_ASSIGNED TASK A_
Return the part of the metering rule change passage below starting at "On 15 April" and ending at "and owners’ corporations.", copied word for word.

_SUPPLIED PASSAGE_
__________
Each of these companies has a vested interest in distribution and metering data services, some of which are not in any sense associated with the gas or electricity distribution system, but represent ancillary or additional sense that are not provided to or at the request of end-users of utilities in a market predominantly of a monopoly nature.

On 27 August 2009, the Commission gave notice under section 95 of the NEL to commence consultation on the Rule Change Request. On 16 October 2009 submissions on first round consultation closed. On 10 December 2009, the Commission published a notice under section 107 of NEL to extend the publication date of the draft Rule determination to 1 April 2010. The Commission considered that this extension of time was necessary because the Rule Change Request raised issues of sufficient complexity.

On 1 April 2010, the Commission published a second notice under section 107 of the NEL to further extend the publication date of the draft Rule determination to 22 April 2010. The Commission considered that this extension of time is necessary because the Rule Change Request raised issues of sufficient complexity.

On 15 April 2010, the Commission published a third notice under section 107 of the NEL to further extend the publication date of the draft Rule determination to 6 May 2010. The Commission considered that this extension of time is necessary due to a material change in circumstances that affects this Rule Change Request.

My particular interest is in those groups of end-consumers whether private individuals or businesses which parties receive neither electricity nor gas and cannot be deemed to be sold or supplied either in the absence of any flow of energy at all, and regardless of any changeover of ownership or operation.

Amongst the various groups impacted are those whose heated water supplies are reticulated in water pipes from a single communal boiler tank in multi-tenanted dwellings. That extends to both tenants and owners’ corporations.

In the event that the draft proposed Rule Change proposals contained in Ch7 of the NER are contemplated in the future for gas I raise this matter here also The issues are pertinent on the basis of the general principles raised as to the role and responsibilities of a new category of provider known as a Metering Data Service Provider (MDS) and the clarification of metrology procedures.

Whilst the MDS Rule change proposals do not at this stage include smart metering, there is discussion of interval and remote read meters. In addition, distributor(s) such as those which are subsidiaries, with Jemena Gas Networks (NSW) Pty Ltd as an example, propose to replace WATER meters, including hot water flow meters with RF heads at high capital cost to be cost-recovered from end-users not of energy, but of heated water where such infrastructure is neither required nor part of the gas distribution system.
__________
_ASSIGNED TASK B_
Collect every line in the listing below that contains the string "present".

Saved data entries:
__________
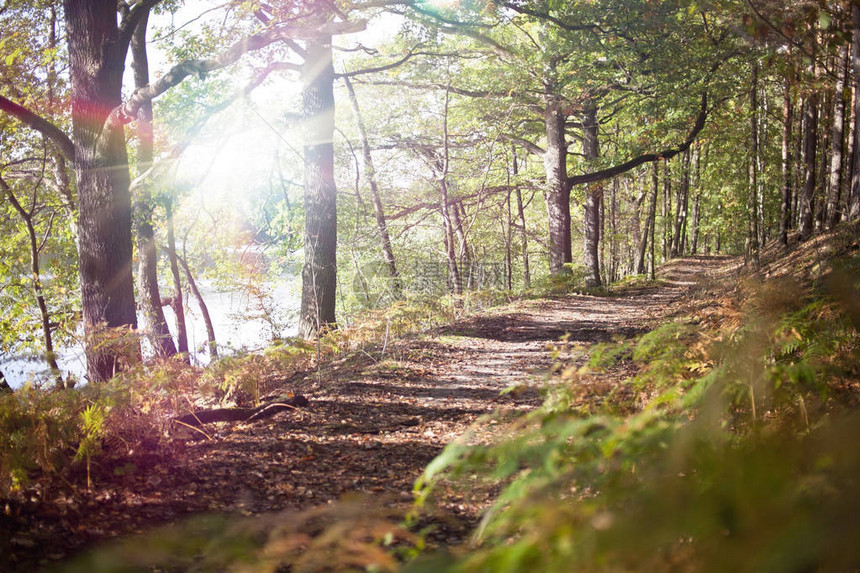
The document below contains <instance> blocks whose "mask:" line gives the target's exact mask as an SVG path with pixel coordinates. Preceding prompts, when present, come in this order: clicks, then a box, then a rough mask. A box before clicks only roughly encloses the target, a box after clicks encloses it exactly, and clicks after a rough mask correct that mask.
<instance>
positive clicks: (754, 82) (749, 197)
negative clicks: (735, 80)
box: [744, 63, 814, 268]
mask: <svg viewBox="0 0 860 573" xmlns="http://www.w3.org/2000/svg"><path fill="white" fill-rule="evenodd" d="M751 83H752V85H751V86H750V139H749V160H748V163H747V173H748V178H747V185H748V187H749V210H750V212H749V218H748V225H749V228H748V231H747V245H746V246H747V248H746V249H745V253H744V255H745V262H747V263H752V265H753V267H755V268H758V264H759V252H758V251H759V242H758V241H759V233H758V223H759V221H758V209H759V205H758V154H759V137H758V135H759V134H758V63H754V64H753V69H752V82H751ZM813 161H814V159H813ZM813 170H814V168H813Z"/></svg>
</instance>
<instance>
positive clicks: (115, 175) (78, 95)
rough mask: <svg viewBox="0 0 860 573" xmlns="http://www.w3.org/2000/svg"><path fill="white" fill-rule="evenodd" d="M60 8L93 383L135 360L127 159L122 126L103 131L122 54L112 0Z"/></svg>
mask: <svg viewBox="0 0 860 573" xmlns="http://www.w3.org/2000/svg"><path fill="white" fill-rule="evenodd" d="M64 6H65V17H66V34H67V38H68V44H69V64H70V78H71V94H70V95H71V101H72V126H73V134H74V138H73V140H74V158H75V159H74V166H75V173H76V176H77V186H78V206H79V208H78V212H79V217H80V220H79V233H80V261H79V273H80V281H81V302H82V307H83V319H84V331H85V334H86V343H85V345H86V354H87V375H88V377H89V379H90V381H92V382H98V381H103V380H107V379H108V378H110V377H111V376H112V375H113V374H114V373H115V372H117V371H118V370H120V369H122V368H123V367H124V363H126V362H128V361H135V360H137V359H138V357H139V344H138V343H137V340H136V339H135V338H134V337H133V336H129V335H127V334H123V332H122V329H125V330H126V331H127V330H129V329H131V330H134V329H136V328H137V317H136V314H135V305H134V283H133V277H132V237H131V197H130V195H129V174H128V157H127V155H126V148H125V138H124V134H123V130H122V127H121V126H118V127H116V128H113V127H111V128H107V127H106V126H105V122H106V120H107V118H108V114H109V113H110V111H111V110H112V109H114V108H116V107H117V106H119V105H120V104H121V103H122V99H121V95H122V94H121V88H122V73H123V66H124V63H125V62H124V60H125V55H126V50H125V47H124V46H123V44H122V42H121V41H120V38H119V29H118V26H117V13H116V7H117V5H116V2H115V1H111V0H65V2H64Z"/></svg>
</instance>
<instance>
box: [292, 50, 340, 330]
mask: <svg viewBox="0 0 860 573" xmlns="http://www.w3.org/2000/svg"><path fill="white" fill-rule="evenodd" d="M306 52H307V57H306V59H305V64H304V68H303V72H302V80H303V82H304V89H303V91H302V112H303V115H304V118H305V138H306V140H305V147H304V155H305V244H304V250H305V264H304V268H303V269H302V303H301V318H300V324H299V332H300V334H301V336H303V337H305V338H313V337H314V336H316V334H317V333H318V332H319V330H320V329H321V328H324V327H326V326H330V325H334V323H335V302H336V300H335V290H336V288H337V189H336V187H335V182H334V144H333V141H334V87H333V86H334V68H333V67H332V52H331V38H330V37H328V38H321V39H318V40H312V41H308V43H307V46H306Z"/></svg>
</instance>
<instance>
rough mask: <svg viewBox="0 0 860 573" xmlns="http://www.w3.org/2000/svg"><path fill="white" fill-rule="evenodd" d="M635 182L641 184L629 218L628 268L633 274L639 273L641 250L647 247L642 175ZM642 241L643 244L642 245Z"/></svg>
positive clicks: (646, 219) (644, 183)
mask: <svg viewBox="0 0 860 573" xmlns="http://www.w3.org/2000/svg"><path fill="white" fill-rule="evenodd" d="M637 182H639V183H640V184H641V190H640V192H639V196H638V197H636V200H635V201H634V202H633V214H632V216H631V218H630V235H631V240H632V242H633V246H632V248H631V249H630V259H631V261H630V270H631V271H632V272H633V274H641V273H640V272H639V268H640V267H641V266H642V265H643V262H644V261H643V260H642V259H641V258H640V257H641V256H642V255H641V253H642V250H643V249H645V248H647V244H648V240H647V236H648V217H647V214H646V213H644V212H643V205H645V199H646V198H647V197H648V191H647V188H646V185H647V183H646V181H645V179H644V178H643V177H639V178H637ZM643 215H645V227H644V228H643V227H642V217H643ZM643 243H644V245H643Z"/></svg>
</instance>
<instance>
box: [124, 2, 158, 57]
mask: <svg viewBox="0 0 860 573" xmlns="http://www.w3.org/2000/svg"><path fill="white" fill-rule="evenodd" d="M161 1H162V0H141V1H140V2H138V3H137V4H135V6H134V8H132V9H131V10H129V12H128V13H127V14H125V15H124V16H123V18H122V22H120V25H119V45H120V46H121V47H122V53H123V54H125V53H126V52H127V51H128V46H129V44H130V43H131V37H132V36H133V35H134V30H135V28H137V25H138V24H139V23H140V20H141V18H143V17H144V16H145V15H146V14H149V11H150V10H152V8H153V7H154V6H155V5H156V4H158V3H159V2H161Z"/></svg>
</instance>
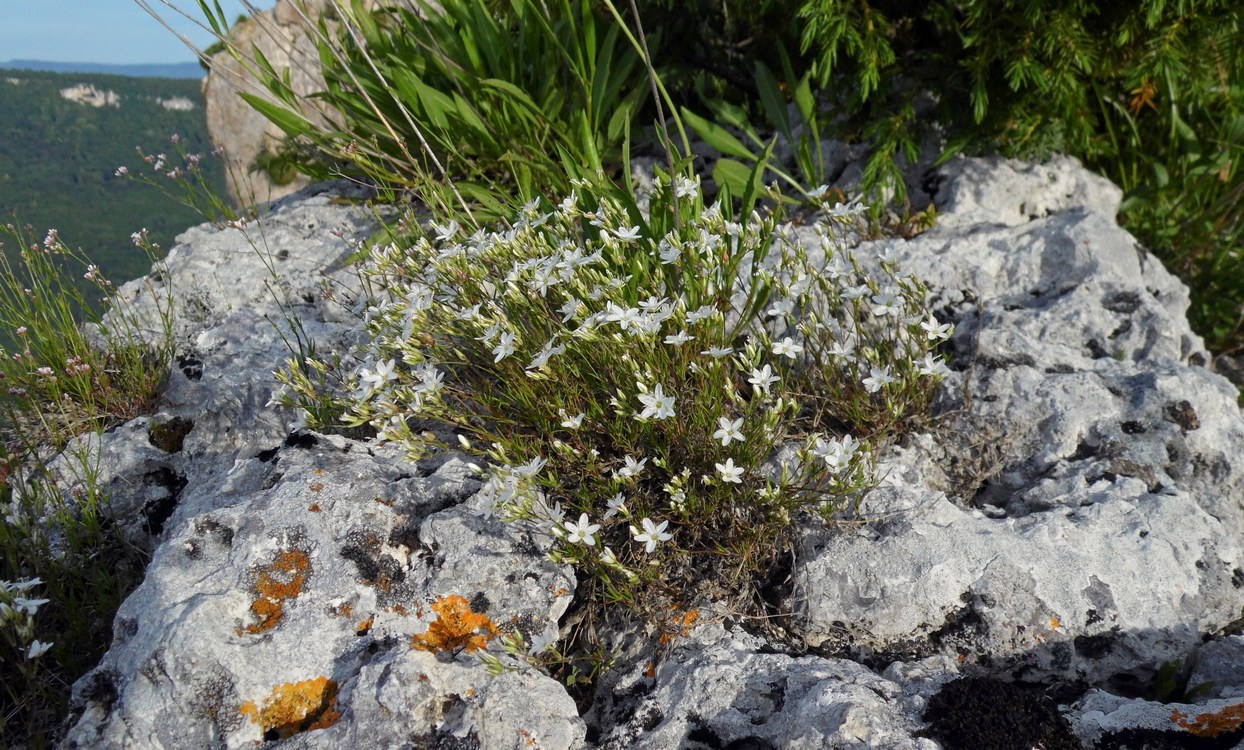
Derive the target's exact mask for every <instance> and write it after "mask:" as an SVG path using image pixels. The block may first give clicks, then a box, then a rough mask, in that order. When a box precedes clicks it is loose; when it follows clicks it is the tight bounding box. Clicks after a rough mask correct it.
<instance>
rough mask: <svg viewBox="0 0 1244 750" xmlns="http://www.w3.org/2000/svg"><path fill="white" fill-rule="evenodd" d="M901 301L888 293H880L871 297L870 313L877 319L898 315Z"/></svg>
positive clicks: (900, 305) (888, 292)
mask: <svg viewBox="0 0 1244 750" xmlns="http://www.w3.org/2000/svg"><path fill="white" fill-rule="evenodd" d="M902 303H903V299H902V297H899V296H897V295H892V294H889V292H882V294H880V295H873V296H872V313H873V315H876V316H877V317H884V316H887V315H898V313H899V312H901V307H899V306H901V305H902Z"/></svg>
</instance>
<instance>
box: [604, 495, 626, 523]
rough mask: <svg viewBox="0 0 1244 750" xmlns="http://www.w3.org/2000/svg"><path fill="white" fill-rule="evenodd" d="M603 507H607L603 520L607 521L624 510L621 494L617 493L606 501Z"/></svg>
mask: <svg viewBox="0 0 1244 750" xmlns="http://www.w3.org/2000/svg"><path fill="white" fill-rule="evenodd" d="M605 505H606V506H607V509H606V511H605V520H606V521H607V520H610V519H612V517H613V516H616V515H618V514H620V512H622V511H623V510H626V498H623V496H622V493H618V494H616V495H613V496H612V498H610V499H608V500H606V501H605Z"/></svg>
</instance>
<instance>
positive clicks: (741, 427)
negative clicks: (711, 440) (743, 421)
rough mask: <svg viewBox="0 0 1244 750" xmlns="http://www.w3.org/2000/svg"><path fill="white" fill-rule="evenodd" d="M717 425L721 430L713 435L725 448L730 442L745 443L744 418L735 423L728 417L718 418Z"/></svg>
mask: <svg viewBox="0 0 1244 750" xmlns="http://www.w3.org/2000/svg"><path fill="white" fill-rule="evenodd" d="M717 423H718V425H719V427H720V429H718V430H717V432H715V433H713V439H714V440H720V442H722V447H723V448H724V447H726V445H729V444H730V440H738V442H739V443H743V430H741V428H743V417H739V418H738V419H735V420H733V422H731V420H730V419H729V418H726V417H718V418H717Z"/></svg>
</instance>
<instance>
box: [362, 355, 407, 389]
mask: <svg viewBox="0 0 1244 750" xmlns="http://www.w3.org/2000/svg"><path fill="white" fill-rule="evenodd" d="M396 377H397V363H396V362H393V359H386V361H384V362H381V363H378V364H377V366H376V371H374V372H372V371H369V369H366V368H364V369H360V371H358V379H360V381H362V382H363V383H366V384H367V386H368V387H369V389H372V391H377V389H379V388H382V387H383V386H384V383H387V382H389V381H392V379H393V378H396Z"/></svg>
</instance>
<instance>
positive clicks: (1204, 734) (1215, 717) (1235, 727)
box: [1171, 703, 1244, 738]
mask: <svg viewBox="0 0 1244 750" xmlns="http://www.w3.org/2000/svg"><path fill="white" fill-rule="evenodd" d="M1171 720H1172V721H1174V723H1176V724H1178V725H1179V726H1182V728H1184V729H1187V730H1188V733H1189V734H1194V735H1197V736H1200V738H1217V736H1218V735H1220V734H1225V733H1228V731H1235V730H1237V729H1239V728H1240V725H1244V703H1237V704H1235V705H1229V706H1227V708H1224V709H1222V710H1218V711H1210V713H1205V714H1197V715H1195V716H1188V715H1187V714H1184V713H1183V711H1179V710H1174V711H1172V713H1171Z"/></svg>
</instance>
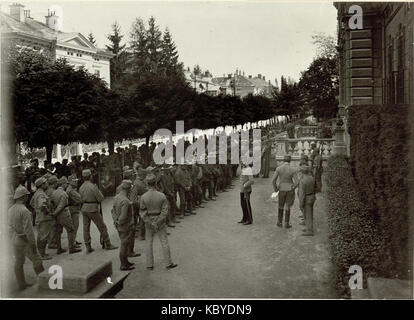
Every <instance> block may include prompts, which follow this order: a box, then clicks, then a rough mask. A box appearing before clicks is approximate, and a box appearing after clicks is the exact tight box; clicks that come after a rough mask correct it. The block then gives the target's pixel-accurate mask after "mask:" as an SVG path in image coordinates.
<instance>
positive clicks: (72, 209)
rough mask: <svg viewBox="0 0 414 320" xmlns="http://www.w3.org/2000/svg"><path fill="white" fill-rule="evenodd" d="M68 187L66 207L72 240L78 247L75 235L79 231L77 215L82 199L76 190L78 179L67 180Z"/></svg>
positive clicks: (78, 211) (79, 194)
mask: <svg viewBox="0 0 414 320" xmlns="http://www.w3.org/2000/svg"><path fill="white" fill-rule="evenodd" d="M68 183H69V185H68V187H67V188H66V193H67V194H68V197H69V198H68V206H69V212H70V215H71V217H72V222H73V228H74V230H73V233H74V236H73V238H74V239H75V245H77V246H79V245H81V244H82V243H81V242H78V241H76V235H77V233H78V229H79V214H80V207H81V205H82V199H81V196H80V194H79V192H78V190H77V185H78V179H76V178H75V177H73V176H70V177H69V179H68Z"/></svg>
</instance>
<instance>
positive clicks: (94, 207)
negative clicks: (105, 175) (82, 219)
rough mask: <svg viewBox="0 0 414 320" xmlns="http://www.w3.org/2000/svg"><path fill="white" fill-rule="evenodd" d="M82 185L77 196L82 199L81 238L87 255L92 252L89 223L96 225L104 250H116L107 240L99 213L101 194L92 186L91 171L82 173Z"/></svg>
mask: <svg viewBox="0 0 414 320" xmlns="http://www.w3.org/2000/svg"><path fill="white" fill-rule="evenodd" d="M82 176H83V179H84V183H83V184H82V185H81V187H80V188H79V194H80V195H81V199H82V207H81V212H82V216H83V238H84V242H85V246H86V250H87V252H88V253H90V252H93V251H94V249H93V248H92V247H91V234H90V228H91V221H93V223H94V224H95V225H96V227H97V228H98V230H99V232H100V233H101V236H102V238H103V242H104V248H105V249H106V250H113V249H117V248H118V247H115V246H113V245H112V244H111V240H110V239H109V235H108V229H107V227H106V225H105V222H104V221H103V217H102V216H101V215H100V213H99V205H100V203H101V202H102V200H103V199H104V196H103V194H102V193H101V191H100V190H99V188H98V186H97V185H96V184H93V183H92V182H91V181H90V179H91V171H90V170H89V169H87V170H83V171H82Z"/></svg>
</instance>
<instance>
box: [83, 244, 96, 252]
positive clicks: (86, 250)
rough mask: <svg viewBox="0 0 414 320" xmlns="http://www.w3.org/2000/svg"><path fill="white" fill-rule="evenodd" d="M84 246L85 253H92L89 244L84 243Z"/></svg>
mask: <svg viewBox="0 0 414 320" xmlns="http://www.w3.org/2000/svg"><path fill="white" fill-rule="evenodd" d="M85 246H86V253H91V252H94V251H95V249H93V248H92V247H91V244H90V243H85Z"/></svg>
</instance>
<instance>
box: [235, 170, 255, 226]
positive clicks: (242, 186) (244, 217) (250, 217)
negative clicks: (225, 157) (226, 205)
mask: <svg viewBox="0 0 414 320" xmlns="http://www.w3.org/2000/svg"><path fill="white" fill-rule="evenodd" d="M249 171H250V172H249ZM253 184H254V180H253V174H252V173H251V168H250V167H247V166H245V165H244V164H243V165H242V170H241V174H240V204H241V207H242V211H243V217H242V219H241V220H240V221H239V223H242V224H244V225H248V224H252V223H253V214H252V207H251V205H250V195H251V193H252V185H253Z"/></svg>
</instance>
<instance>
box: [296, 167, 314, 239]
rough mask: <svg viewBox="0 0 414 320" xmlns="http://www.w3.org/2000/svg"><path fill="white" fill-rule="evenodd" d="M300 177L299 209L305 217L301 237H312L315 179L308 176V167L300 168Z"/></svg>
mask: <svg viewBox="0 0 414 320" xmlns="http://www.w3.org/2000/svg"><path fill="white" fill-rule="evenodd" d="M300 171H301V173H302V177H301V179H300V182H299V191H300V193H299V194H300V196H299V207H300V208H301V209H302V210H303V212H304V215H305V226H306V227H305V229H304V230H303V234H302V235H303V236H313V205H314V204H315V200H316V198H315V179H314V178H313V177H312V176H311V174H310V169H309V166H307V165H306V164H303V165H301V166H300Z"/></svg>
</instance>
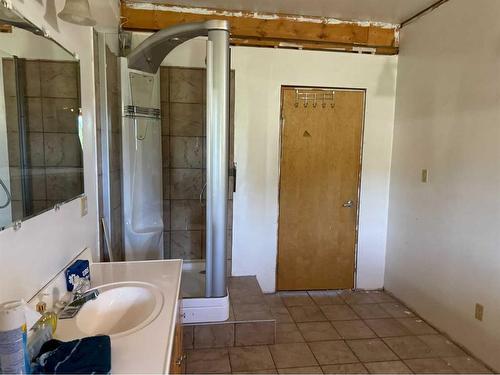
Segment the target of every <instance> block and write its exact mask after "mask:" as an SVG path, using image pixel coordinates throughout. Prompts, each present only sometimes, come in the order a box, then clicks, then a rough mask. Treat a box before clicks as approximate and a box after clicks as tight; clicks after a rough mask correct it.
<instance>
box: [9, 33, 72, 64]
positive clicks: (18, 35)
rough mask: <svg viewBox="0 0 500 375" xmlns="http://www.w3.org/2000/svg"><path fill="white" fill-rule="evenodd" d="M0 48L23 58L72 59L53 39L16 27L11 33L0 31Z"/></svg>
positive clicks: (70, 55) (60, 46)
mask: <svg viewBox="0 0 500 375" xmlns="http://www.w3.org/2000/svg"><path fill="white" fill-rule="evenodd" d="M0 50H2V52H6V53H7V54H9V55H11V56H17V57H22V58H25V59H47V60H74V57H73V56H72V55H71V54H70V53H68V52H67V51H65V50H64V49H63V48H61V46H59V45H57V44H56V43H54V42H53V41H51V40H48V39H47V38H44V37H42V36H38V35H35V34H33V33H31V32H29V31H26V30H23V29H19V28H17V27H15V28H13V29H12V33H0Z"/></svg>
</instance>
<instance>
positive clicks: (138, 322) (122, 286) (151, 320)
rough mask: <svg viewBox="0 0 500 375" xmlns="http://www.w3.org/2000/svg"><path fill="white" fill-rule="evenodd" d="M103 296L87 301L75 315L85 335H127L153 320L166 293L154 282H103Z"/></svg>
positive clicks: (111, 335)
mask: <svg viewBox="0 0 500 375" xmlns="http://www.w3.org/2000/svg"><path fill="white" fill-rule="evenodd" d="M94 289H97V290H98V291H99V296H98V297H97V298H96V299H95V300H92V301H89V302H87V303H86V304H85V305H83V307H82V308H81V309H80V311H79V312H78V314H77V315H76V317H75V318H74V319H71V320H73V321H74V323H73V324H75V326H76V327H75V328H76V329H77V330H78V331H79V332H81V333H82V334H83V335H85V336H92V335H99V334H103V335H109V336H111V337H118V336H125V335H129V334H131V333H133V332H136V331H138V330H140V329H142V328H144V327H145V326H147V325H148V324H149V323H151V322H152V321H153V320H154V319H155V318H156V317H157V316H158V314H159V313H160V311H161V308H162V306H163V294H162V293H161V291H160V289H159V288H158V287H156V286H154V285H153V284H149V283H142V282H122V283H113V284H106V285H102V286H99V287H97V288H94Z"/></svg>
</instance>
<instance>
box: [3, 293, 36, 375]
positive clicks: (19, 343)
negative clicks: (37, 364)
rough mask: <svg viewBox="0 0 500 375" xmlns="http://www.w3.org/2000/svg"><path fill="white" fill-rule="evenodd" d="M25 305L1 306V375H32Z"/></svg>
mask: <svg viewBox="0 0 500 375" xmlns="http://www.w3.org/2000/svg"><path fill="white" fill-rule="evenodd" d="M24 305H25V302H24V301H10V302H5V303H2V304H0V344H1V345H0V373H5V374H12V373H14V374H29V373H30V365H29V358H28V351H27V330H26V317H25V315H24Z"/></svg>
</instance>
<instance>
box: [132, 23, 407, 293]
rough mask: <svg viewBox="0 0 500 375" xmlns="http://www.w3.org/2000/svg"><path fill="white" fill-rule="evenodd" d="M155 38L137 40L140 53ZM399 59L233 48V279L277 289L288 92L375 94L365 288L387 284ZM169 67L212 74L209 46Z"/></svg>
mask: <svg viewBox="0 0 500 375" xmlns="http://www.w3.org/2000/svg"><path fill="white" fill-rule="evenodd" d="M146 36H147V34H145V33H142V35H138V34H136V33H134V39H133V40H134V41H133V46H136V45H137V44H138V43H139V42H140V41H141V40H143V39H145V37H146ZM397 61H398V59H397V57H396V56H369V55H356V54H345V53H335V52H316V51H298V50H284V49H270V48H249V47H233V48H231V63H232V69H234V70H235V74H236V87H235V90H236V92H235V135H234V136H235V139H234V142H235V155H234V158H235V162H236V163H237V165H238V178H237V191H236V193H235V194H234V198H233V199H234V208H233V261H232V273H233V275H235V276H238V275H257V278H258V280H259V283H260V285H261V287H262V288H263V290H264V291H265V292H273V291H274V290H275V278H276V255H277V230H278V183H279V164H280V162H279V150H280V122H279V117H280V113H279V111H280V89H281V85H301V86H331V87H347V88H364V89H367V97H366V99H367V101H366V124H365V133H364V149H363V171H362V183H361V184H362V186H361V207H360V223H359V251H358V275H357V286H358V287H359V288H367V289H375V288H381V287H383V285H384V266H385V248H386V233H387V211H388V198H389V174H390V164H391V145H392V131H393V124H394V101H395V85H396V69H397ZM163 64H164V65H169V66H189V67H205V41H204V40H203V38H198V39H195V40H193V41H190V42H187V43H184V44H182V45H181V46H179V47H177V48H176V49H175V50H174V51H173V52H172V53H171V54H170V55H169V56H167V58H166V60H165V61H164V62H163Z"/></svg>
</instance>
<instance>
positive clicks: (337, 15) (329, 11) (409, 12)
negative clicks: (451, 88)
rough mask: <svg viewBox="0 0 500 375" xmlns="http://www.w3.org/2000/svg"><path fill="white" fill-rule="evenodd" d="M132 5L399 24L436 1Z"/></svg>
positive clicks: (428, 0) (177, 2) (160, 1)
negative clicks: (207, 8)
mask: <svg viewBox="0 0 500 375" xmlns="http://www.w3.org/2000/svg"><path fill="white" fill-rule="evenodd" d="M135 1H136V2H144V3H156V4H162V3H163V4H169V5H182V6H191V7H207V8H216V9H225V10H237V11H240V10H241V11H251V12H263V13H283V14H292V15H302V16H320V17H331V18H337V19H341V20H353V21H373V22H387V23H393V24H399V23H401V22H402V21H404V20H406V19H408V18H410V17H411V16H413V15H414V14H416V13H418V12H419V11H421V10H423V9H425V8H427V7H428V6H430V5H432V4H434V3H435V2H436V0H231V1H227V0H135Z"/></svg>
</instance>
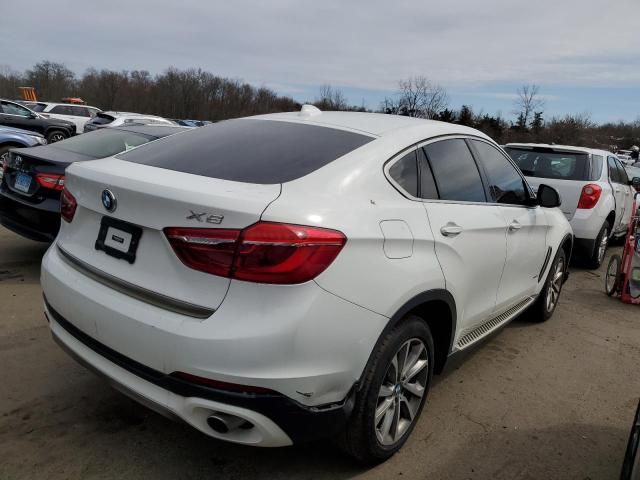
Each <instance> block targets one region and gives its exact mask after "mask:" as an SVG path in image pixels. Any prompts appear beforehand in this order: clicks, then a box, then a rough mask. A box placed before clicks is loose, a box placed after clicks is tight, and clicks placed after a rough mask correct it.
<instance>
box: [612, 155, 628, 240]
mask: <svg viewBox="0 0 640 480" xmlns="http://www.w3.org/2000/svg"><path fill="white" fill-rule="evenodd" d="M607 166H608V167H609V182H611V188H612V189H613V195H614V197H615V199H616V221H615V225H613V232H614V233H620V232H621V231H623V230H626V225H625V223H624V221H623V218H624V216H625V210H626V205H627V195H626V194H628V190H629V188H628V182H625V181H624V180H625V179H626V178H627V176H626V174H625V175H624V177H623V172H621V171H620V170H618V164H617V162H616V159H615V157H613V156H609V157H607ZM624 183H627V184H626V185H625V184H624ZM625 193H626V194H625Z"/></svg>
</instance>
__________
_TASK RESPONSE A_
On 15 April 2010, the Commission published a third notice under section 107 of the NEL to further extend the publication date of the draft Rule determination to 6 May 2010. The Commission considered that this extension of time is necessary due to a material change in circumstances that affects this Rule Change Request.

My particular interest is in those groups of end-consumers whether private individuals or businesses which parties receive neither electricity nor gas and cannot be deemed to be sold or supplied either in the absence of any flow of energy at all, and regardless of any changeover of ownership or operation.

Amongst the various groups impacted are those whose heated water supplies are reticulated in water pipes from a single communal boiler tank in multi-tenanted dwellings. That extends to both tenants and owners’ corporations.

_TASK RESPONSE B_
The document below contains <instance> blocks whose "mask:" line gives the target's exact mask as an SVG path with pixel coordinates. Preceding prompts, when present, come in this order: clicks, then a box, then a rough mask. A box before clicks only roughly encloses the target, a box after clicks encloses it exactly, and clicks after a rough mask correct that mask.
Segment the target of every <instance> block and write its exact mask after "mask:" as an SVG path, using image pixel coordinates throughout. Prompts, each present only sometimes, come in the order a box, then clicks, then a rough mask. Treat a box before clicks as approximate and a box after clicks as tight; clicks after a rough mask correct it.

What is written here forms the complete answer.